Data shown:
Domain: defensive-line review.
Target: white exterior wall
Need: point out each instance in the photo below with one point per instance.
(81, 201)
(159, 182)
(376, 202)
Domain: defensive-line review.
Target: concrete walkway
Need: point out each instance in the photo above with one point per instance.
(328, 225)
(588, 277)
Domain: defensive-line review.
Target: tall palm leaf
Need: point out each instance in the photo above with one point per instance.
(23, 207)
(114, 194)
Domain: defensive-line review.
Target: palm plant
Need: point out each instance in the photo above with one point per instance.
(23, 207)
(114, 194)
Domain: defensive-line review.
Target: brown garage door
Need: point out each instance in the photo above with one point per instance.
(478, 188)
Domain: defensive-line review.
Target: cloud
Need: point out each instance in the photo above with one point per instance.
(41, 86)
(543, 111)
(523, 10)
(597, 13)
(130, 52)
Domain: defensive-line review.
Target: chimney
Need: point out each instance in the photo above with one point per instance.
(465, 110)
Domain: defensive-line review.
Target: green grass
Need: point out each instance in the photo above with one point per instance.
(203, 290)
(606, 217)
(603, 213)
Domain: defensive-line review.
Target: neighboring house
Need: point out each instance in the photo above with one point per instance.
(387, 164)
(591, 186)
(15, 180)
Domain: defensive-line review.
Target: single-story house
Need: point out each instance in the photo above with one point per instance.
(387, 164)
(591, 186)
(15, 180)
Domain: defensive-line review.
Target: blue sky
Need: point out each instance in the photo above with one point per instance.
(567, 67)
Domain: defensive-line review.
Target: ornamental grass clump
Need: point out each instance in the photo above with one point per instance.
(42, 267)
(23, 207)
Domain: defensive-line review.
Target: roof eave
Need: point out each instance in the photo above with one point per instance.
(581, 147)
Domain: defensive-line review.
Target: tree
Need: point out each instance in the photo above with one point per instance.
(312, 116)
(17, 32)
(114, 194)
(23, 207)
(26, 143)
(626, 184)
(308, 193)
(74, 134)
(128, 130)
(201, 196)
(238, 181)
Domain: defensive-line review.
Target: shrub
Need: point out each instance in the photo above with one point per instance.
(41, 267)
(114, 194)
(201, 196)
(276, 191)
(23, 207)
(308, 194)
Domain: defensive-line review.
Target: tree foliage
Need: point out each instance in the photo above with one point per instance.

What you should do: Each line of the listing above should be output exactly.

Reply to the task:
Domain: defensive-line review.
Target: white exterior wall
Need: point out each instance in the photo below with one point per instance.
(81, 201)
(159, 182)
(376, 202)
Domain: defensive-line review.
Target: concrete walkway
Need: point out each instance in the photo above with one point per instance.
(328, 225)
(588, 277)
Domain: defensive-line review.
Target: tall palm leaf
Need: point out each instance in the photo above with one point per instance.
(23, 207)
(114, 194)
Domain: defensive-line review.
Target: palm plant
Need: point out each instance in the photo above with one point per instance.
(23, 207)
(114, 194)
Domain: defensive-line review.
Target: brown garage door
Need: point out each instance in the photo above with one point per instance.
(478, 188)
Domain: defensive-line review.
Target: cloud
Need: point out each instance in the photo above with one point per instance.
(41, 86)
(543, 111)
(523, 10)
(597, 13)
(130, 52)
Domain: defensive-line review.
Target: chimney
Need: point out each instance in the photo above with one point per instance.
(465, 110)
Domain: defensive-line review.
Target: green grass
Need: point out each instance in the photo above with one point per instance.
(203, 290)
(606, 217)
(603, 213)
Domain: defensive-line review.
Target: neighboring house
Need: point out each instance in the photo above with one point per instance.
(387, 164)
(591, 186)
(15, 180)
Domain: defensive-line review.
Target: single-story house
Need: point out each instance in the photo above with one point per instance.
(387, 164)
(591, 186)
(15, 180)
Domain: defensive-line review.
Target: blue sky
Need: point out each instance in the photo above with one point per instance.
(567, 67)
Domain: defensive-line review.
Target: ornamental grass clump
Need: point out each instance in the photo above with one point per instance.
(42, 267)
(23, 207)
Domain: defensive-line review.
Target: roof eave
Need: point out each instance in the photo above with one point per instance.
(581, 147)
Domain: defensive-line review.
Target: tree
Need: point out each instance in the photo above with one point per instance.
(312, 116)
(17, 32)
(114, 194)
(23, 207)
(26, 143)
(626, 184)
(308, 193)
(74, 134)
(128, 130)
(201, 196)
(238, 181)
Domain: defensive-line review.
Target: shrub
Need: point out each instance in the photo above with one point per instance.
(41, 267)
(114, 194)
(201, 196)
(276, 191)
(23, 207)
(308, 194)
Domain: defensive-line review.
Target: tree foliage
Need: point out each instance in the photo above with one point per instance.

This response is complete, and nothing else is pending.